# EXTRACTED DATA
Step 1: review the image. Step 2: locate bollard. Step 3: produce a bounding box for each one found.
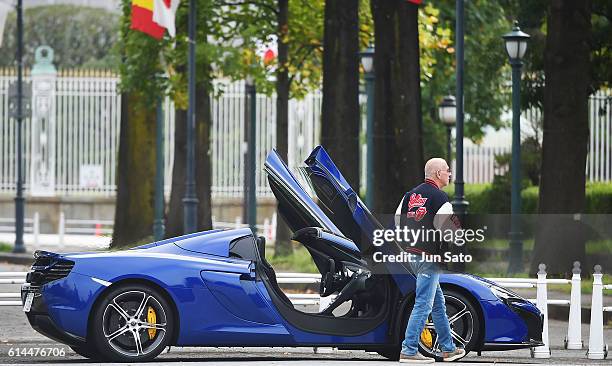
[58,212,65,248]
[565,261,583,349]
[532,263,550,358]
[587,265,607,359]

# EXERCISE REQUIREMENTS
Exactly as written, restate the listing above with its pictures omitted.

# EXERCISE SOLUTION
Step 1: review the image. Step 2: locate bollard. Step 3: produce a bounding box for each one found.
[58,212,65,248]
[565,261,583,349]
[532,263,550,358]
[587,265,607,359]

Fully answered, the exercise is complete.